Source document:
Winona LaDuke, a Native American activist, economist, and author, has devoted her life to advocating for Indigenous control of their homelands, natural resources, and cultural practices. She combines economic and environmental approaches in her efforts to create a thriving and sustainable community for her own White Earth reservation and Indigenous populations across the country.
LaDuke attended Harvard University and graduated in 1982 with a degree in rural economic development. While at Harvard, LaDuke’s interest in Native issues grew. She spent a summer working on a campaign to stop uranium mining on Navajo land in Nevada, and testified before the United Nations in Geneva, Switzerland, about the exploitation of Indian lands.
After Harvard, LaDuke took a position as principal of the reservation high school at the White Earth Ojibwe reservation in Minnesota. She soon became involved in a lawsuit filed by the Anishinaabeg people to recover lands promised to them by an 1867 federal treaty. At the time of the treaty, the White Earth Reservation included 837,000 acres, but government policies allowed lumber companies and other non-Native groups to take over more than 90 percent of the land by 1934. After four years of litigation, however, the lawsuit was dismissed.

Directions for this task: Which years does the passage about Winona LaDuke above mention?

Dataset content:
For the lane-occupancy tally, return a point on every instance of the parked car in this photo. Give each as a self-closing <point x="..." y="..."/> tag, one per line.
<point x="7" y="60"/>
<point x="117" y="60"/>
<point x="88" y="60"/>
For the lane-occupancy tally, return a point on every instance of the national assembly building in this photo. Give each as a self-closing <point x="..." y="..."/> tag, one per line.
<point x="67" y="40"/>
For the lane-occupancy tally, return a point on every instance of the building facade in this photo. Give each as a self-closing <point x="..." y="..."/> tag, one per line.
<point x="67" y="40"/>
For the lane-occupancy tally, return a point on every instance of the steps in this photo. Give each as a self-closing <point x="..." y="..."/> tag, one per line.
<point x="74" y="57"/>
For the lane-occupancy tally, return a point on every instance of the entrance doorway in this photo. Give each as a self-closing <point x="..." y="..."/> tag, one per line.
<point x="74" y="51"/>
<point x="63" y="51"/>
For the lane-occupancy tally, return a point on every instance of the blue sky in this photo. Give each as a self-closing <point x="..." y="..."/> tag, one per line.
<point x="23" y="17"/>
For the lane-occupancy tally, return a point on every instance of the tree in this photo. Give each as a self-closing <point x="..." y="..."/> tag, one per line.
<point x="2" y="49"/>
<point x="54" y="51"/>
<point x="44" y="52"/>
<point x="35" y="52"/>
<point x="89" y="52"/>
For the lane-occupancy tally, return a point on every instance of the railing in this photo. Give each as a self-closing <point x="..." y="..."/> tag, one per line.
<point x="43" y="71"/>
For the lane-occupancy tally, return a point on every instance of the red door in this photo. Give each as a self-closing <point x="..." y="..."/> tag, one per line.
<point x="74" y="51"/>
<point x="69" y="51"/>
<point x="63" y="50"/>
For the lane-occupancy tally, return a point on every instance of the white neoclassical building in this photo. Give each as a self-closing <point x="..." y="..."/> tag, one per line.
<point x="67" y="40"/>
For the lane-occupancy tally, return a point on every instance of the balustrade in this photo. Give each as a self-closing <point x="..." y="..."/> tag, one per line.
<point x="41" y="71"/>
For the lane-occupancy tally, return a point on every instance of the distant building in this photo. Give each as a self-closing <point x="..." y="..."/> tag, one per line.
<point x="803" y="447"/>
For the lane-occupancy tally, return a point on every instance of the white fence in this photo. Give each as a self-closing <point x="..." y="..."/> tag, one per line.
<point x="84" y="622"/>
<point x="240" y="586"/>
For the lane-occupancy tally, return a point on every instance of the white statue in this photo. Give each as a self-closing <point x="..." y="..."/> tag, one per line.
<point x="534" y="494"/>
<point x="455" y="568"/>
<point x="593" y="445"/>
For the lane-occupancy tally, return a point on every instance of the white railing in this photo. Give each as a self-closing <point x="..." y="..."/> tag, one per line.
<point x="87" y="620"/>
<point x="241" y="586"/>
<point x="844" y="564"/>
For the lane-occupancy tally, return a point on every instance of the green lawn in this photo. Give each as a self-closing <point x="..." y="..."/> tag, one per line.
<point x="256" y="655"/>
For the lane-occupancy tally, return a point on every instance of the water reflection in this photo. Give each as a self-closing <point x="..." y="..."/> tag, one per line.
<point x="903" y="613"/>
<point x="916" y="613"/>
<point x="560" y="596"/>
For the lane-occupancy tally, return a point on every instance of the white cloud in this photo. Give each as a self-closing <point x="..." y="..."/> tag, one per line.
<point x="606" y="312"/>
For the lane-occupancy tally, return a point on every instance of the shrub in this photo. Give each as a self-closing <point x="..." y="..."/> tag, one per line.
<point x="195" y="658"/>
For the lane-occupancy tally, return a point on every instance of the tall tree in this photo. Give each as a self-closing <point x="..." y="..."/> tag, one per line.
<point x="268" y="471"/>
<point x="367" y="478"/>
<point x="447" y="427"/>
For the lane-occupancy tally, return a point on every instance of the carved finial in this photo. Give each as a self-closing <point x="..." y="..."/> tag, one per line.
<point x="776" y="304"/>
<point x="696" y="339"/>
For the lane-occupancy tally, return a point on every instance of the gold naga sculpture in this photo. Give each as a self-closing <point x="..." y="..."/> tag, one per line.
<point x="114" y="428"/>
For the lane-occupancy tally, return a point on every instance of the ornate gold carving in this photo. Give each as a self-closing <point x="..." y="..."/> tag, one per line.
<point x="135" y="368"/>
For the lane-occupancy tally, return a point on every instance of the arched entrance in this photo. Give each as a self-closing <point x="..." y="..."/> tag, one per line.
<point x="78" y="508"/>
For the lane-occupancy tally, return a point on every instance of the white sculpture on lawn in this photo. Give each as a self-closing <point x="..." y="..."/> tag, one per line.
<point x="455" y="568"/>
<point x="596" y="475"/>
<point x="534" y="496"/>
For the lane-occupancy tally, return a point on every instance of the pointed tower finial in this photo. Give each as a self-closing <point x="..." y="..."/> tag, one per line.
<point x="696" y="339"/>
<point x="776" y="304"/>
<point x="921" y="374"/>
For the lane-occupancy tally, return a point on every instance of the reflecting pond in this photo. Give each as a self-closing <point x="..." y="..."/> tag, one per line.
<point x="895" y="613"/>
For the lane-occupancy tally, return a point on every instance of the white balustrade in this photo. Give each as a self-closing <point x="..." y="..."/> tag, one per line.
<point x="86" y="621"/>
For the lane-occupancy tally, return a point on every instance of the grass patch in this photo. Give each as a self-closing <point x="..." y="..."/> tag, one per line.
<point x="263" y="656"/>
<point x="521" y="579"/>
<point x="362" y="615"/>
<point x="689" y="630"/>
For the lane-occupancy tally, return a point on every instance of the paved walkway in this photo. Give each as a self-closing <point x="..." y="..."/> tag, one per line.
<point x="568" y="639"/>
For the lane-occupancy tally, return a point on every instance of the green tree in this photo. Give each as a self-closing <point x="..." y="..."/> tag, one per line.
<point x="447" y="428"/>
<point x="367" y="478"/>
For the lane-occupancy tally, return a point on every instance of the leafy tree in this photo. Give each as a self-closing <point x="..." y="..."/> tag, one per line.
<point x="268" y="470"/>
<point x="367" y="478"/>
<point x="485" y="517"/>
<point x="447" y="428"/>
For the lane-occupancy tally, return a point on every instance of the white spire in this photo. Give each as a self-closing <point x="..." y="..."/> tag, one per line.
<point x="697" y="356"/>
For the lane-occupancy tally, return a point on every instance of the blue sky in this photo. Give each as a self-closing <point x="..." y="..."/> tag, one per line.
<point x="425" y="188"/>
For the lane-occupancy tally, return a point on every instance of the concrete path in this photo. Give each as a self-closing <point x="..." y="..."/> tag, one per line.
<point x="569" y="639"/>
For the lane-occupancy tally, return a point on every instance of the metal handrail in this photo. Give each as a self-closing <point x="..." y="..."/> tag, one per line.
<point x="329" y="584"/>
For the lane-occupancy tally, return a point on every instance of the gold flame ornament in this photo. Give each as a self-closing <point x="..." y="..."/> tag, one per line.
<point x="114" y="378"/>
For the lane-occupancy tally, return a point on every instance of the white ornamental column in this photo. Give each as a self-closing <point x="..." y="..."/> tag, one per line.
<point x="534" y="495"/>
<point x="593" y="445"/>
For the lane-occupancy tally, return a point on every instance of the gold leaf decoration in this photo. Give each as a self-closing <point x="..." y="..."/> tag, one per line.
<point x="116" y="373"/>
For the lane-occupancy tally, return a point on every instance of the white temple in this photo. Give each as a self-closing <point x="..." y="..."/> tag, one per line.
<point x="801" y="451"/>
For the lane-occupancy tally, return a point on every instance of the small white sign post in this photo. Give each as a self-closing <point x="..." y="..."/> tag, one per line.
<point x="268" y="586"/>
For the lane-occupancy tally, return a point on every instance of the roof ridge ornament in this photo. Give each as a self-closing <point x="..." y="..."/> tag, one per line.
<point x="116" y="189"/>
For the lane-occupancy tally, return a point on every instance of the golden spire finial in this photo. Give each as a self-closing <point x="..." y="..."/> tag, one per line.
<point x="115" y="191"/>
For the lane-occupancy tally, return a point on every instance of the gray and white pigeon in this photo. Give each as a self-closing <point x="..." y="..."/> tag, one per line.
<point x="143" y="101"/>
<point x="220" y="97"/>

Exercise output: 1982, 1867, 1934